• **Excerpt**
+---+
30 replies to this topic

[manthony121]

In some power generation systems what you describe is more true. It is NOT true for an automotive alternator. Instead of generating a constant amount of power and "throwing away" the excess, its never generated in the first place. The stator is an electromagnet. The current through the stator controls the strength of that magnet. So, if you reduce the current through the electromagnet, you decrease the strength of the magnetic field, which in-turn reduces the amount of electro-motive-force induced into the alternator coils, and thus the required torque on the alternator pulley.

Now you've got me confused again.  For a "simple" generator: let's say a bundle of wires wrapped around a stick, being turned inside a fixed magnetic field, does the current drawn from the output effect how much torque it takes to turn the rotor?  IOW, is the stick harder to spin if the generated electricity is being used across some load?

 

I realize that the alternator in a car does not use a fixed magnet, but an electromagnet, the strength of which depends on how much power is needed to charge the battery and other such electrical housekeeping.  In that setting, it makes sense that turning up the power of the electromagnet will make the rotor harder to turn, and will generate more power.

[Bench Racer]

This should transfer the requested info. About the 2 1/2 minute mark is the explanation how more or less is generated.

 

[Tom Hampton]

Now you've got me confused again.  For a "simple" generator: let's say a bundle of wires wrapped around a stick, being turned inside a fixed magnetic field, does the current drawn from the output effect how much torque it takes to turn the rotor?  IOW, is the stick harder to spin if the generated electricity is being used across some load?

Sorry for confusing you. But, as you may imagine the more we deviate from talking about a specific case (miata alternators), to a more general discussion the more variations there are. Its hard to put several textbooks' worth of information into a couple forum posts. But, to answer your question directly: yes. More specifically, the more electrical POWER (Current * voltage) that is drawn from the alternator the more mechanical POWER (RPM * Torque) is required to turn it.

 

This fact is a basic fact of physics.  Its the first law of thermodynamics.  it is independent of any method of power generation. 

 

Simply putting a load across the output terminals of a field-coil-alternator or a permanent magnet generator will both make the rotor harder to turn---as a direct result of the above law. 

 

Since electronics are hard to design that operate on wildly varying voltages, the generator output has to be regulated.  This is the tricky part. There are lots  of methods for regulating voltage.  Rather than confuse matters further, I'll just say that voltage regulators can either be more wasteful (where they discard excess voltage---convert it to heat), or they can be less wasteful where they transform the volts.   The more wasteful methods would see a more constant load on the rotor shaft and the excess power would be burned off as heat.  The energy always has to come from somewhere and it always has to go somewhere.
+---+
• **Input material**
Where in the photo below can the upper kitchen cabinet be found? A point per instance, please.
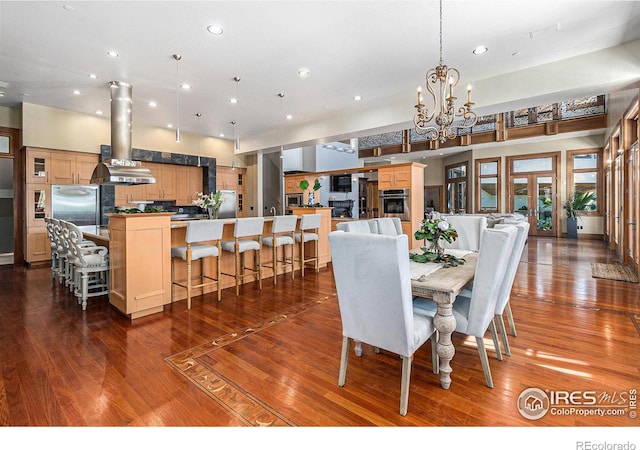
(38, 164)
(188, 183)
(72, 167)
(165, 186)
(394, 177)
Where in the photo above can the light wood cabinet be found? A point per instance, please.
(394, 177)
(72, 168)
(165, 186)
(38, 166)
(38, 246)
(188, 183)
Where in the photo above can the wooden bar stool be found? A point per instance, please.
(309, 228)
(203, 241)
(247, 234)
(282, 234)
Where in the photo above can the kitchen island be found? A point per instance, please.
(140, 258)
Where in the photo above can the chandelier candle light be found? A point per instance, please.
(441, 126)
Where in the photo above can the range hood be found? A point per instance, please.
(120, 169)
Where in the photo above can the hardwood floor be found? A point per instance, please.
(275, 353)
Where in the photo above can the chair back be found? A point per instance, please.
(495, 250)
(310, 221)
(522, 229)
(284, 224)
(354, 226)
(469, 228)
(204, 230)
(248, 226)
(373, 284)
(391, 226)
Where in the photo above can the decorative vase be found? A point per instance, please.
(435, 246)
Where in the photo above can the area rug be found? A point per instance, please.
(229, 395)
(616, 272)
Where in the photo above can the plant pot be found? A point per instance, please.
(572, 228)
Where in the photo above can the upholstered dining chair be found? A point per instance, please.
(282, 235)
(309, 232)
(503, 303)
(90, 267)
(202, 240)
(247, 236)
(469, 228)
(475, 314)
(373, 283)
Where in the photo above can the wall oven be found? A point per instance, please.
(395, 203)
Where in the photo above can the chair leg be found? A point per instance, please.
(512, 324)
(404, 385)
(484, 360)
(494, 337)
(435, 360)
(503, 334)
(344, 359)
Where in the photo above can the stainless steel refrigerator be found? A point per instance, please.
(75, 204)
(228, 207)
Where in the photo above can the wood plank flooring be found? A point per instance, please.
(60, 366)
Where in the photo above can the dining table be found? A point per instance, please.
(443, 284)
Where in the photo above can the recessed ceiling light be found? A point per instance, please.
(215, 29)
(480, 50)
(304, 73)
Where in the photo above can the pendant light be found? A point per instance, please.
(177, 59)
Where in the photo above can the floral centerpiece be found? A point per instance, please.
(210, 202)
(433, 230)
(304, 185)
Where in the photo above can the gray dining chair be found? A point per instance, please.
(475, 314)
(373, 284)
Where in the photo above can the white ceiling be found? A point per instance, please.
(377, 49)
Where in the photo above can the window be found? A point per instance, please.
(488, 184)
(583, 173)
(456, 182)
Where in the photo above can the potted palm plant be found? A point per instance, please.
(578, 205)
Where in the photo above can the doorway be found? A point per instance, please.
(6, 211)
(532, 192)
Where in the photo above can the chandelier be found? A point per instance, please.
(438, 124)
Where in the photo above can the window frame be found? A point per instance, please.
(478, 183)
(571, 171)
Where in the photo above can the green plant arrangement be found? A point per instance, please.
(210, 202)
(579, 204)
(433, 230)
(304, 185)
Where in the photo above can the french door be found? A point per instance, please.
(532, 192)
+---+
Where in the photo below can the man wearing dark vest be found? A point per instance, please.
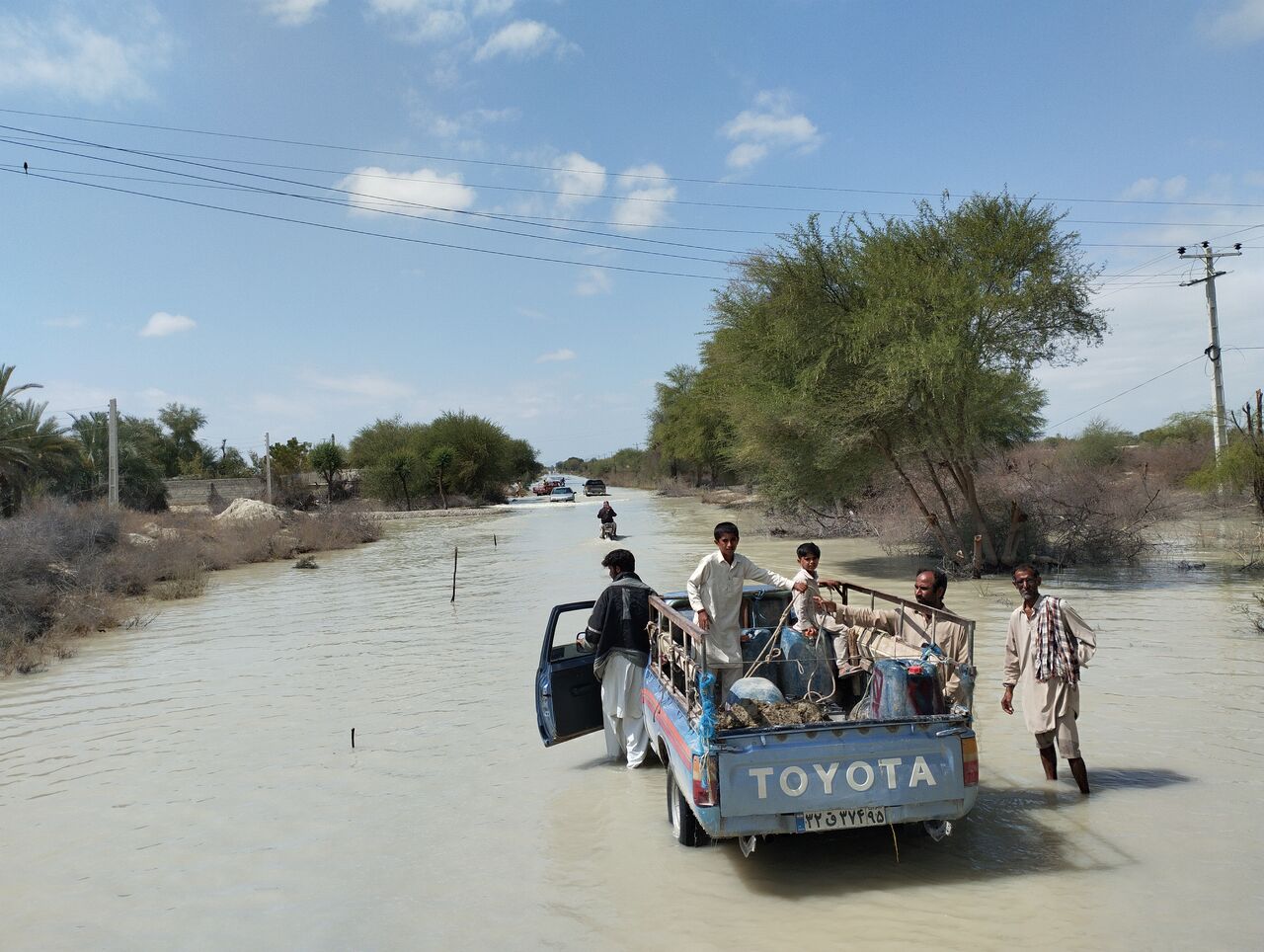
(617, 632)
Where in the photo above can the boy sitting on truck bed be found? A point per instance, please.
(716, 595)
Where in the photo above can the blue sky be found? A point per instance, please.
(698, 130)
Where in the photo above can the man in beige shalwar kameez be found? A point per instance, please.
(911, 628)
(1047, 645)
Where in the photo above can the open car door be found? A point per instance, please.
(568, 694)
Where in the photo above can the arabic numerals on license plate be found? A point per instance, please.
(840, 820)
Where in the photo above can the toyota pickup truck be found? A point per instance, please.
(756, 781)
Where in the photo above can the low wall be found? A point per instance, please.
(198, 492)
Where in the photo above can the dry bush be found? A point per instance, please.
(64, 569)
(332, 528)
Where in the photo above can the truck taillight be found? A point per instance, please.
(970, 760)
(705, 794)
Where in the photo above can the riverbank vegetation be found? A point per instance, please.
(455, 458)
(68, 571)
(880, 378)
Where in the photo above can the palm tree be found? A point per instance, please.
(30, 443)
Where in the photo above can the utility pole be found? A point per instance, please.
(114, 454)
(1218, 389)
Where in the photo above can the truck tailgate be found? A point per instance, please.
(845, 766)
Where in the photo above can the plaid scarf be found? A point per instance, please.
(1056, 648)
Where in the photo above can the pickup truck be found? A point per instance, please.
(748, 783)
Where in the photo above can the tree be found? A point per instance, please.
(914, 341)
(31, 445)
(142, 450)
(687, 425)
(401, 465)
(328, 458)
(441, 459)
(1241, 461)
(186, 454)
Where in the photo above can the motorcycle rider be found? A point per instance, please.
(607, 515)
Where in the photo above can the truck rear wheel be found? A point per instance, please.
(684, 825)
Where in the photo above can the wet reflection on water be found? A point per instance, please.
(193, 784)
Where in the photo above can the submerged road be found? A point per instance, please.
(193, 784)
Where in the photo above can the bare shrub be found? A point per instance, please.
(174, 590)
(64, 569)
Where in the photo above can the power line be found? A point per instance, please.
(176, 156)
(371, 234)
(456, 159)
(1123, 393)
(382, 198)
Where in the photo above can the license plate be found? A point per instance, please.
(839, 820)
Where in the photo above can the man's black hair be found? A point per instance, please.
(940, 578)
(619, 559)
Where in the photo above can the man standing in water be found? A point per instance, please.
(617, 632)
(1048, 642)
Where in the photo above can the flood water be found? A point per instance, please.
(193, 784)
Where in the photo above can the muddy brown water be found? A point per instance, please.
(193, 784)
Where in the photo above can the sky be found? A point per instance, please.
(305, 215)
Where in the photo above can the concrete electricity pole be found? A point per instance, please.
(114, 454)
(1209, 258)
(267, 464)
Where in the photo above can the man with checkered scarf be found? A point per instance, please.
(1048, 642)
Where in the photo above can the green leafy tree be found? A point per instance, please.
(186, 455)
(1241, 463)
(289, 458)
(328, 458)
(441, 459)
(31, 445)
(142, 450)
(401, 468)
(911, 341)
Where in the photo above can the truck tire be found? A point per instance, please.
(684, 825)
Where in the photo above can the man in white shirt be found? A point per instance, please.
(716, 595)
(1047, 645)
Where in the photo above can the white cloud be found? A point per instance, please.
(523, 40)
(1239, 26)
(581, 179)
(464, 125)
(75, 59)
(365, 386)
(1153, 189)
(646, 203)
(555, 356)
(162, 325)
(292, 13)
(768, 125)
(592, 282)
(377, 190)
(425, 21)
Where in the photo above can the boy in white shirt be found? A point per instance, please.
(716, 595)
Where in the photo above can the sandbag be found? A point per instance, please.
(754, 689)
+---+
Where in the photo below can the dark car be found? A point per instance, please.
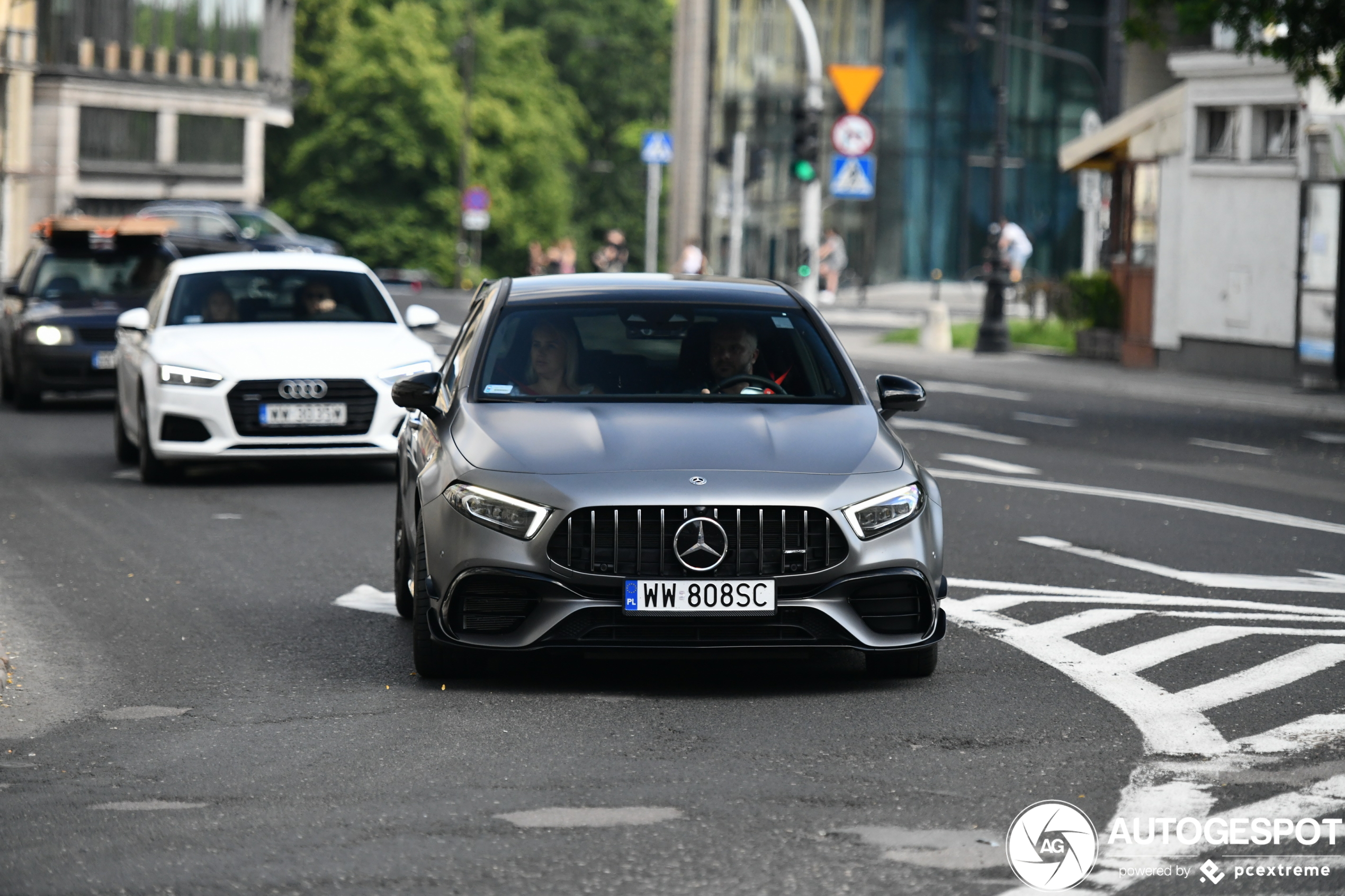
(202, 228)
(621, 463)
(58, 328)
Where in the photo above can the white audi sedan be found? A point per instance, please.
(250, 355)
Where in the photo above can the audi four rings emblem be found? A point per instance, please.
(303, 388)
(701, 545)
+---+
• **Tasks to carry out**
1. In the alternator thread, which law is named as the reason that drawing more electrical power from an alternator requires more mechanical power to turn it?
2. Pick out and copy every line of the rows that contains the string "green". Case counts.

• **Per-task outputs**
1. The first law of thermodynamics.

2.
Where in the photo above can the green plant arrangement be found? A point per instance, please.
Where in the photo above can the green leafy tree be found? A point per instance, please.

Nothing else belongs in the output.